What you will do ▸
Reproduce the records below exactly, leaving out any pictures.

Natural-language object grounding data
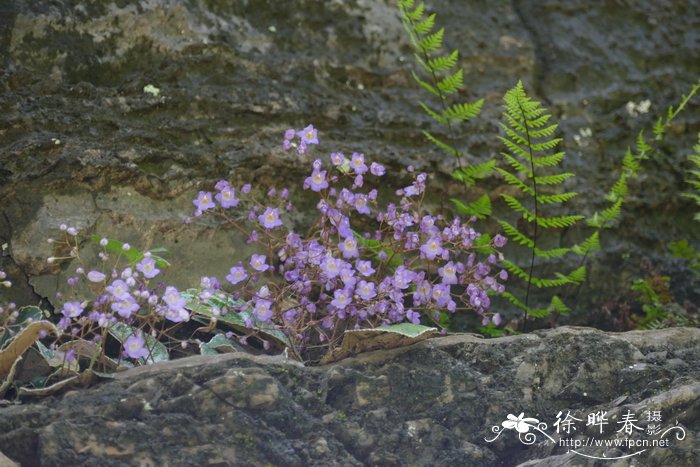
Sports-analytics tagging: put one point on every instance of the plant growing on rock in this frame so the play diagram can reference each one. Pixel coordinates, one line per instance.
(406, 266)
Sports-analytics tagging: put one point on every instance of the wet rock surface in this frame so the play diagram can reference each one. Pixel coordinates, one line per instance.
(432, 403)
(82, 143)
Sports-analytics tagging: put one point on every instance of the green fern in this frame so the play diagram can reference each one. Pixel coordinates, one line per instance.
(444, 80)
(529, 137)
(694, 178)
(662, 124)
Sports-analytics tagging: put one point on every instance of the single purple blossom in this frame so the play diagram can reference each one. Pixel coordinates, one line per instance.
(135, 347)
(270, 218)
(342, 298)
(118, 289)
(227, 197)
(96, 276)
(448, 273)
(432, 248)
(317, 181)
(72, 309)
(173, 299)
(365, 290)
(357, 162)
(365, 268)
(236, 274)
(125, 306)
(204, 201)
(308, 135)
(348, 248)
(148, 268)
(262, 310)
(337, 158)
(258, 262)
(377, 169)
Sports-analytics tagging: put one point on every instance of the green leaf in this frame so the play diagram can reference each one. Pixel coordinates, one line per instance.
(25, 316)
(219, 344)
(157, 351)
(481, 208)
(233, 313)
(470, 174)
(132, 254)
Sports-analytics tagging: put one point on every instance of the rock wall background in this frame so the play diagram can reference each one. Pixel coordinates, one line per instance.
(432, 403)
(81, 143)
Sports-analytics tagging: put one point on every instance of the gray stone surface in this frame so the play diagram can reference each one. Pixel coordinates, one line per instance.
(82, 143)
(432, 403)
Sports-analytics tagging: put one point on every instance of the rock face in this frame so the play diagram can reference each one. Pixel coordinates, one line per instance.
(433, 403)
(82, 143)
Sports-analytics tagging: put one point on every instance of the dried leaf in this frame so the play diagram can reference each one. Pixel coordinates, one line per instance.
(20, 343)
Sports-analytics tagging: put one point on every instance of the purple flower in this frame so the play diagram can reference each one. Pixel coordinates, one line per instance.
(337, 158)
(341, 298)
(258, 263)
(72, 309)
(118, 289)
(317, 181)
(308, 135)
(148, 268)
(365, 268)
(331, 267)
(204, 201)
(96, 276)
(448, 273)
(270, 218)
(377, 169)
(413, 316)
(227, 197)
(422, 293)
(236, 275)
(173, 299)
(135, 347)
(176, 315)
(349, 248)
(432, 248)
(402, 277)
(361, 204)
(499, 241)
(441, 294)
(262, 310)
(365, 290)
(357, 162)
(125, 306)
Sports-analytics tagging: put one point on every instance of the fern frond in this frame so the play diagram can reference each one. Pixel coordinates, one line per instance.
(450, 84)
(432, 41)
(554, 179)
(444, 63)
(464, 111)
(577, 276)
(592, 243)
(427, 86)
(438, 142)
(558, 222)
(548, 161)
(557, 198)
(432, 113)
(481, 208)
(469, 175)
(424, 26)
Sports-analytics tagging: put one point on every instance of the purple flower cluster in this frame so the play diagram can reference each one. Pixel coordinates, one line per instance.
(121, 295)
(408, 266)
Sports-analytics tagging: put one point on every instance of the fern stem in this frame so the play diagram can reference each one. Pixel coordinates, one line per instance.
(441, 95)
(534, 237)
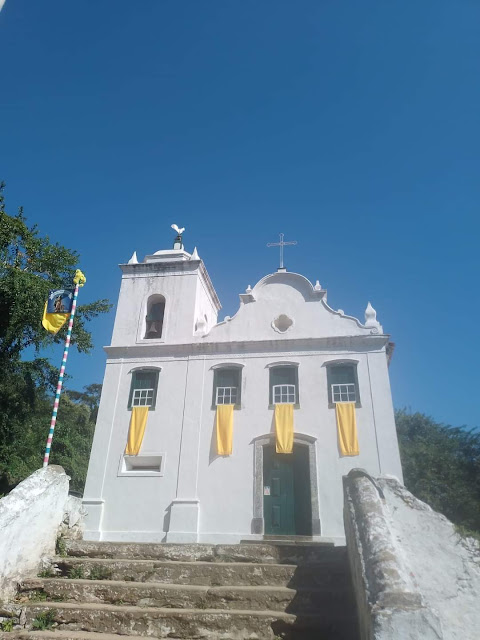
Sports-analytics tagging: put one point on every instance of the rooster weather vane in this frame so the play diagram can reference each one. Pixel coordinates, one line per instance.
(178, 243)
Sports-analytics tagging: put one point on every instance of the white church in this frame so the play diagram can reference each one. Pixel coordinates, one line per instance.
(235, 430)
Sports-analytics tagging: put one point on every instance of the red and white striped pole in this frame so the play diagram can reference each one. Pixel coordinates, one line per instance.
(60, 377)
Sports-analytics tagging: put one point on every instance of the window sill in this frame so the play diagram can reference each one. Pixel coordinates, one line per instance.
(332, 405)
(236, 407)
(144, 464)
(295, 406)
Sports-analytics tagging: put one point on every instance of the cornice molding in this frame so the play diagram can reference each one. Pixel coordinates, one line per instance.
(284, 349)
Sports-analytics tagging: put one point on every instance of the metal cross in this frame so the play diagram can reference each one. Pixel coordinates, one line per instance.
(281, 244)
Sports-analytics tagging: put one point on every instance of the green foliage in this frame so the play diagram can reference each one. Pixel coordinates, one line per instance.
(100, 573)
(45, 620)
(31, 265)
(77, 572)
(61, 547)
(47, 573)
(441, 466)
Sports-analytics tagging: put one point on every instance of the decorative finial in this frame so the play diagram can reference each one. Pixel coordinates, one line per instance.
(178, 243)
(281, 244)
(371, 319)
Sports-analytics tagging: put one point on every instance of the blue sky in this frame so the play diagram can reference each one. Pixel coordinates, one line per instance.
(352, 127)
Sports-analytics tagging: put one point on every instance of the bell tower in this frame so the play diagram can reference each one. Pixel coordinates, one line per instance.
(166, 299)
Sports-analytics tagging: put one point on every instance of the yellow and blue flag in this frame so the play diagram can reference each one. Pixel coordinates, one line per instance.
(57, 309)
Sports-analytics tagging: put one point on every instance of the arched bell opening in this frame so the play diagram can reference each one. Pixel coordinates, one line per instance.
(154, 317)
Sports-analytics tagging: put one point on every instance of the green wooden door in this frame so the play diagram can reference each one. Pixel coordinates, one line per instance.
(278, 493)
(286, 492)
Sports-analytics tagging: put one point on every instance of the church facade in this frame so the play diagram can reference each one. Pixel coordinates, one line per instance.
(242, 429)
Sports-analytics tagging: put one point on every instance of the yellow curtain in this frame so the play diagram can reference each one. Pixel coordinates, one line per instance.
(284, 428)
(224, 421)
(53, 322)
(347, 428)
(138, 422)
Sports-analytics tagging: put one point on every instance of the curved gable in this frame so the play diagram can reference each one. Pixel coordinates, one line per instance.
(285, 305)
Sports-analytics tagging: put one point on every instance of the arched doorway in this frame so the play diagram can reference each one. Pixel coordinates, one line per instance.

Your response ▸
Sports-analytics tagging: put one point on every instance of the plant growing on rock in this frame so the play diagram can reference each one. Pixel coordinates, one line per instance.
(406, 266)
Sports-analytics tagging: put one point on every instance of the wet rock surface in this frame so the play diagram can reference each one. Pixel coordinates, one line per instance.
(432, 403)
(82, 143)
Sports-analytics tagging: put one point on every instance of the green fern in this frame so the play diagram can reference each one. Pixel coordinates, one line per instance.
(444, 80)
(529, 137)
(694, 178)
(662, 124)
Sports-analytics tagging: put one point on every instance of the single purple blossom in this frame so the play diagram can reference each one. Pixel coordinates, one line per instance.
(135, 347)
(270, 218)
(342, 298)
(118, 289)
(227, 197)
(96, 276)
(448, 273)
(432, 248)
(317, 181)
(72, 309)
(173, 299)
(365, 290)
(357, 162)
(365, 268)
(236, 274)
(125, 306)
(204, 201)
(308, 135)
(348, 248)
(148, 268)
(262, 310)
(337, 158)
(258, 262)
(377, 169)
Sports-analytics tagging: put one point on every instance of the green leaf in this frame so the play diagram can reference each one. Pixel coordinates, one line per instance.
(25, 316)
(219, 344)
(157, 351)
(481, 208)
(233, 313)
(470, 174)
(132, 254)
Sports-analytics tagging: put one point on every instance of the rock wall background in this frame so the play diagram can reference each one. Pixel coordinates, one line per instance.
(432, 403)
(81, 143)
Sports-analytics tagging: put one point on every instance of the gray stone surface in this frame so the play diagram can reference each one. Pixel coordinates, one line per instance.
(82, 143)
(432, 403)
Sports-analytics tagging: put one point on every instance of the rock face in this frame so the play diagram can reference each one. Pixel coordinates, one line per instance.
(433, 403)
(82, 143)
Sports-analytics tagging: put one point on every instance of the dried leaf in this frame so the play diagram can reference each one. Pixel coordinates, one line per instance.
(20, 343)
Sports-analytics tagging: put one point on every instance of the purple flower in this frame so the play diagram can reference each one. Pixel coordinates, one line per instance.
(337, 158)
(341, 298)
(258, 263)
(72, 309)
(118, 289)
(317, 181)
(308, 135)
(148, 268)
(365, 268)
(331, 267)
(204, 201)
(96, 276)
(448, 273)
(270, 218)
(377, 169)
(413, 316)
(227, 197)
(422, 293)
(236, 275)
(173, 299)
(135, 347)
(176, 315)
(349, 248)
(432, 248)
(402, 277)
(361, 204)
(499, 241)
(441, 294)
(262, 310)
(365, 290)
(357, 162)
(125, 306)
Sports-analytics tagging: put one point on every instance of the fern frond in this frame so the play diagram can reference each one. Pixel coordinates, one line per instance.
(450, 84)
(432, 41)
(554, 179)
(444, 63)
(464, 111)
(577, 276)
(592, 243)
(427, 86)
(438, 142)
(558, 222)
(548, 161)
(557, 198)
(432, 113)
(481, 208)
(469, 175)
(424, 26)
Sports-analytics tagging: put one point on every instance of the purple flower cluster in this frame so the play diagram can reference each one. Pixel coordinates, one line per instance.
(121, 295)
(408, 266)
Sports-analytics tagging: put one point on every instance of the fern stem in this frame so the play diagram can reference each one. Pixel coordinates, one line per instance.
(441, 95)
(534, 237)
Sports-analytics tagging: put one point on every instance of the rooster weather vane in this frame so the play diagram can reference each one. Pixel coordinates, one line per instance.
(178, 243)
Sports-analytics tagging: put one point on every instance of the white church in this frame so the play diagram can reference each one. Pixel coordinates, one line per instance.
(235, 430)
Sports-analytics tagging: put one point on every instance of the red and white striped pole in this frame so the play diagram can reference each one. Pixel coordinates, one line per instance.
(60, 377)
Sports-analytics tagging: put one point on every instance of the window sill in this frame so the play diagram can reference each one. Pixel coordinates, one line per instance.
(332, 405)
(236, 407)
(144, 464)
(295, 406)
Sports-analytics tagging: put one point on every instance of the cornice molding in this frame so the play diagram can reference each one. Pixel coordinates, one line per instance.
(284, 349)
Sports-analytics tagging: put one point on every instance of the metal cross in this frame so the play diagram can reference each one. Pixel coordinates, one line per instance.
(281, 244)
Sports-analytics tagging: put one point on every instance of the green foliage in this frame so the play diagram can reference each one. Pixel coordinates, one line per instance.
(100, 573)
(45, 620)
(31, 265)
(77, 572)
(61, 547)
(47, 573)
(441, 466)
Sports-analytics tagging: put one point on every instance of the decorative finial in this frame so the play diagram can reference each one. Pixel coordinates, one line per instance.
(178, 243)
(281, 244)
(371, 319)
Sports-analytics tagging: put one point on every instance of the blue sky in this frame so the play diagram can reference each one. Pixel coordinates, one line per instance.
(352, 127)
Sports-analytics tagging: put one point on every instance of the bell tower in this frame so the play diagram can reference each one. Pixel coordinates, one line per instance.
(166, 299)
Sports-analytics tagging: put one point on every instance of the yellow and blue flag in this frame so the play diagram can reference each one. Pixel coordinates, one line per instance.
(57, 309)
Sports-analytics tagging: put one point on every instance of the arched bell opening in this frame so the play diagram can reference each one. Pixel coordinates, one line per instance.
(154, 317)
Sports-analytics tagging: put one point on every instance of the green wooden door in this frame so the play diagram can reference each one. Pixel coordinates, one line per instance.
(278, 493)
(286, 492)
Sports-analytics tagging: put one point on every instance of the church facade in this frame so the play diagram can reference each one. Pixel coordinates, one line per instance.
(242, 429)
Sports-analytics tagging: put one point on every instance of the yellow curtain in this frame so the play diagram can reference each one. Pixel coordinates, one line per instance.
(284, 428)
(224, 421)
(53, 322)
(347, 428)
(138, 422)
Sports-analytics tagging: put one point on every instance of the curved gable in this frame so the play diagram can reference each one. Pixel coordinates, one line per instance.
(285, 305)
Sports-analytics tagging: put one point on every instance of the arched doorway in this frame so the play diagram can reference each one. Pixel coordinates, one line per instance.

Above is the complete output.